● Request:
Extract every line of the data below that contains the word "hazy", treating uppercase and lowercase letters as different.

● Exercise data:
-- start --

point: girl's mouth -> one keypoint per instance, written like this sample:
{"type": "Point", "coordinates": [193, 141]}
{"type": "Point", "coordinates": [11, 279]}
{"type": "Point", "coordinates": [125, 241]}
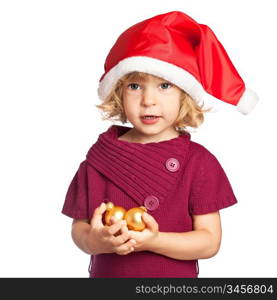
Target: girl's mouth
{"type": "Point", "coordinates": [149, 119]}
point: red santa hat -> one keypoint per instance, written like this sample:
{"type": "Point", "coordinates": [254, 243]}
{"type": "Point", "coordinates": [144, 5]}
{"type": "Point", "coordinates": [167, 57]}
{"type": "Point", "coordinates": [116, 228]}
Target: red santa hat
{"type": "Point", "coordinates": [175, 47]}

-- end --
-- start --

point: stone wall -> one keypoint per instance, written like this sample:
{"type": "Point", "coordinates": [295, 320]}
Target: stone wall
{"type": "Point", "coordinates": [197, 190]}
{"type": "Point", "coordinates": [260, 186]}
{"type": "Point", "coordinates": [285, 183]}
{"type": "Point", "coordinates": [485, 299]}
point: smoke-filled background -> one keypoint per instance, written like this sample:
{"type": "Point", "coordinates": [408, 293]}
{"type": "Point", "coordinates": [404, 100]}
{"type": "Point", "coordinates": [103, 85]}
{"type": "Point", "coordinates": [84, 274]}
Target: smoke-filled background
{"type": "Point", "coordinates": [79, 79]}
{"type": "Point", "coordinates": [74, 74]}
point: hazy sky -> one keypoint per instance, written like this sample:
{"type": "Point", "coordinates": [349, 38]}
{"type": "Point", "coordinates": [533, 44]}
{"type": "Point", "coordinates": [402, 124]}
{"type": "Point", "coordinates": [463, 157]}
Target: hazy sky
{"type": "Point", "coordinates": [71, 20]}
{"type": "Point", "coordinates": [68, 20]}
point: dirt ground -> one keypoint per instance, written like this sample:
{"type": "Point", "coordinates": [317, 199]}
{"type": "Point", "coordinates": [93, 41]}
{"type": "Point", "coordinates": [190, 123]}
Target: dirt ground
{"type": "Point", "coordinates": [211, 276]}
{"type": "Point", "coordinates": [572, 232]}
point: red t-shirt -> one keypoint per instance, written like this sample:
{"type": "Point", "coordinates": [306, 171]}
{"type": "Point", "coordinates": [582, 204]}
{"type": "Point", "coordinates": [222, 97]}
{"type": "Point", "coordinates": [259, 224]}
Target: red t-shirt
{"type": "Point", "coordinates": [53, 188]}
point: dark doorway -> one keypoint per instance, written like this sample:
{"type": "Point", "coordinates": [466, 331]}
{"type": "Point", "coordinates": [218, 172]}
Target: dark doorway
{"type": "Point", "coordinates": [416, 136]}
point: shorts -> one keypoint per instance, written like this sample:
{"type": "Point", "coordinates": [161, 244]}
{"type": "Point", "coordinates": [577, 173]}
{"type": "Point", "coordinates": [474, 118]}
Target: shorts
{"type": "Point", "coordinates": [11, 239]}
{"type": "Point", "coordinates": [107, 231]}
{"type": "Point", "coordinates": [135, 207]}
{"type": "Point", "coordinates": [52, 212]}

-- end --
-- start --

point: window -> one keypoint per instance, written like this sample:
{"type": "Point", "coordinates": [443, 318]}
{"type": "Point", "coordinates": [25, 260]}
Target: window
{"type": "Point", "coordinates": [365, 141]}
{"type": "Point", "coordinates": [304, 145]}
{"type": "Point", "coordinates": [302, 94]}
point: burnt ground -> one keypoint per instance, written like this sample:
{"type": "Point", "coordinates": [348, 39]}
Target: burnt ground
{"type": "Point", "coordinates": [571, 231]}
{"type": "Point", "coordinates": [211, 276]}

-- end --

● Answer to this exercise:
point: hazy sky -> one keypoint per instance, written like this sample:
Target: hazy sky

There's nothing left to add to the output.